■ **SET TASKS**:
[A] List every musician and band that Mali names as an influence in the final quotation of the article about The Killer Bees.
[B] Transcribe the passage of the article about The Killer Bees that opens with the words "Fellow founder and" and closes with "The Killer Bees.".

■ **PAGE TEXT**:
-=-=-=-=-

Fellow founder and guitarist Malcolm Welbourne, also known as Papa Mali, said the seed for The Killer Bees was planted more than 20 years ago after a fateful trip to Jamaica.

"I was barely 22 when I visited Jamaica, and it changed my life," Mali said. "When I came back, all I had on my mind was the desire to start a reggae band."

Mali said he searched for two years for a musician to join him before meeting Johnson, who had also been to Jamaica during his days in the military service and was also a fan of reggae music. Together in their hometown of Shreveport, La., they formed The Killer Bees. 

Mali said The Killer Bees started playing funk and jazz music. The idea to become an all-out reggae band came after Mali made a trip to New Zealand.

"Reggae music had become very popular in New Zealand during the time I made my trip there," Mali said. "When I came back I was more determined than ever to form a reggae band. Mike (Johnson) said a reggae band would never work in Louisiana, so we got a manager and agent, and set out to move to Austin." 

Austin proved to be a smart move for The Bees, Mali said, because its fan following rapidly gained momentum.

"We started to tour all over and work really hard to promote our music," he said. "At the time Bob Marley had passed away and because of his music surfacing to the mainstream, reggae music had become very popular. We toured all over the U.S. and overseas as well." 

Mali said their brand of reggae has a style of its own.

"Our musical influences are a mixture of musicians, like The Beatles, The Rolling Stones, and a lot of funky music like LA Meters, Dr. John, and The Neville Brothers," he said. "And of course, we listened to a lot of reggae too, such as Bob Marley, Black Uhuru and Steel Pulse. Our sound is a result of a combination of all of these bands."

-=-=-=-=-

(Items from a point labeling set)
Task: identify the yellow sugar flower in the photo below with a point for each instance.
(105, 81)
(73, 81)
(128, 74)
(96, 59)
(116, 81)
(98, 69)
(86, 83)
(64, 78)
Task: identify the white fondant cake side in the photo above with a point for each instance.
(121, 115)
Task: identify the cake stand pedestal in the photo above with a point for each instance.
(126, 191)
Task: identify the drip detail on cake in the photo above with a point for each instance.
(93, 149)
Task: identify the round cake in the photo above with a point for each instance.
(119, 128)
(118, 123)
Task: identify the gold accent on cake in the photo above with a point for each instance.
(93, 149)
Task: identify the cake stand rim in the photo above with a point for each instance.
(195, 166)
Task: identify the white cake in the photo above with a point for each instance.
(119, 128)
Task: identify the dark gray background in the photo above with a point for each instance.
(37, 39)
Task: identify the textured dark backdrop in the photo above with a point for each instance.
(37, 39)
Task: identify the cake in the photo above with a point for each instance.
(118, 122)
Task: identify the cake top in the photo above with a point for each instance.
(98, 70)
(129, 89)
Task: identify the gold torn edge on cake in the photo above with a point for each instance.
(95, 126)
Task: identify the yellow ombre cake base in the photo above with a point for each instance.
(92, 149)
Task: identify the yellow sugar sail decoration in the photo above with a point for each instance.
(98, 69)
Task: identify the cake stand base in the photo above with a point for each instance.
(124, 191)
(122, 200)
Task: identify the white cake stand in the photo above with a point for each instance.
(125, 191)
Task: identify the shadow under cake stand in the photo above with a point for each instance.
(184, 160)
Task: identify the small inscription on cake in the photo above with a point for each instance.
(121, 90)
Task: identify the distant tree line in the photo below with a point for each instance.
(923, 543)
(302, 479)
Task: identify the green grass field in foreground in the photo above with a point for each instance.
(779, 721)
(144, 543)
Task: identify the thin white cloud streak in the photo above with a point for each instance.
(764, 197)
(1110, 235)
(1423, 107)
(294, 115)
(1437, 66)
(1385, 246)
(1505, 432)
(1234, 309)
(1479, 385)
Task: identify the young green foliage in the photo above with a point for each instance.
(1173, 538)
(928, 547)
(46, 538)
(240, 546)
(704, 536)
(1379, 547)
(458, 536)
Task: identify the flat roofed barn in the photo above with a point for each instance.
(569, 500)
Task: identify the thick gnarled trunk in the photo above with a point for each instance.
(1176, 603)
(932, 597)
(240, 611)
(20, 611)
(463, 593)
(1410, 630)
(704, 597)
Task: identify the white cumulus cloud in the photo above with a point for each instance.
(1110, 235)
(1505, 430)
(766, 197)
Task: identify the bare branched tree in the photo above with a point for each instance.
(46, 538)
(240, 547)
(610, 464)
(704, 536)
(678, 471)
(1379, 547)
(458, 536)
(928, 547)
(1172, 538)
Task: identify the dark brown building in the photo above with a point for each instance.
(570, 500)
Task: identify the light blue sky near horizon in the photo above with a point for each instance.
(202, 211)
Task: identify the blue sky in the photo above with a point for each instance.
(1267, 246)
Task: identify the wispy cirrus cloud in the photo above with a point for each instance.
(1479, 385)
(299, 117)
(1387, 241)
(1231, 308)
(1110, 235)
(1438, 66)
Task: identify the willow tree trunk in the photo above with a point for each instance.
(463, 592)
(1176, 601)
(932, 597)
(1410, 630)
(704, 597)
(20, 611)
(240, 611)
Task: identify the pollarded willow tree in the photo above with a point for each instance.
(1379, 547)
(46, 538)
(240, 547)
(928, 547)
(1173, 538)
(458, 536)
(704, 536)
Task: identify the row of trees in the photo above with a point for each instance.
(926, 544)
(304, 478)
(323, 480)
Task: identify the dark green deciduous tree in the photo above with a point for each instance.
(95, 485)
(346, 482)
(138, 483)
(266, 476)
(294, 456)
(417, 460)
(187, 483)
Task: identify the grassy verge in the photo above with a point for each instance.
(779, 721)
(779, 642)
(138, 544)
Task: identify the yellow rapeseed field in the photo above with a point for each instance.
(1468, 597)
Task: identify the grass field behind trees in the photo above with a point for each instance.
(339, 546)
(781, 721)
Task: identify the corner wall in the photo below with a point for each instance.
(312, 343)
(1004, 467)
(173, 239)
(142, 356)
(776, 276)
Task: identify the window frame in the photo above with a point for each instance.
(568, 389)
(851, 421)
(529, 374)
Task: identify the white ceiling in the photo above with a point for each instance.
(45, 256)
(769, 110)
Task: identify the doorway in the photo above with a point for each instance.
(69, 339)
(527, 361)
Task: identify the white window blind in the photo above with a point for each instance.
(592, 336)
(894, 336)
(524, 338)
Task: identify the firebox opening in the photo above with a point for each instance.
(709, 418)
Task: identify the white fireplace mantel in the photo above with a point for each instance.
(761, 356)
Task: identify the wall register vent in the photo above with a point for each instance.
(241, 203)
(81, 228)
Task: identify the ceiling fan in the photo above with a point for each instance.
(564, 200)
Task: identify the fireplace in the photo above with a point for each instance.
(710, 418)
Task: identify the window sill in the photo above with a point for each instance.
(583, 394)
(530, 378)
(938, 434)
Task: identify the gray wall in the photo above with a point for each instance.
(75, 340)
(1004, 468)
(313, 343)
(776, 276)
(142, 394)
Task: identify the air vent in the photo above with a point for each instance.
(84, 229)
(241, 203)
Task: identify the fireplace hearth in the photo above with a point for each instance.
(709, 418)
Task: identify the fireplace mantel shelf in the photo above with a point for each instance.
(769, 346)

-=-=-=-=-

■ **TASK RESULTS**:
[A] The Beatles, The Rolling Stones, LA Meters, Dr. John, The Neville Brothers, Bob Marley, Black Uhuru, Steel Pulse

[B]
Fellow founder and guitarist Malcolm Welbourne, also known as Papa Mali, said the seed for The Killer Bees was planted more than 20 years ago after a fateful trip to Jamaica.

"I was barely 22 when I visited Jamaica, and it changed my life," Mali said. "When I came back, all I had on my mind was the desire to start a reggae band."

Mali said he searched for two years for a musician to join him before meeting Johnson, who had also been to Jamaica during his days in the military service and was also a fan of reggae music. Together in their hometown of Shreveport, La., they formed The Killer Bees.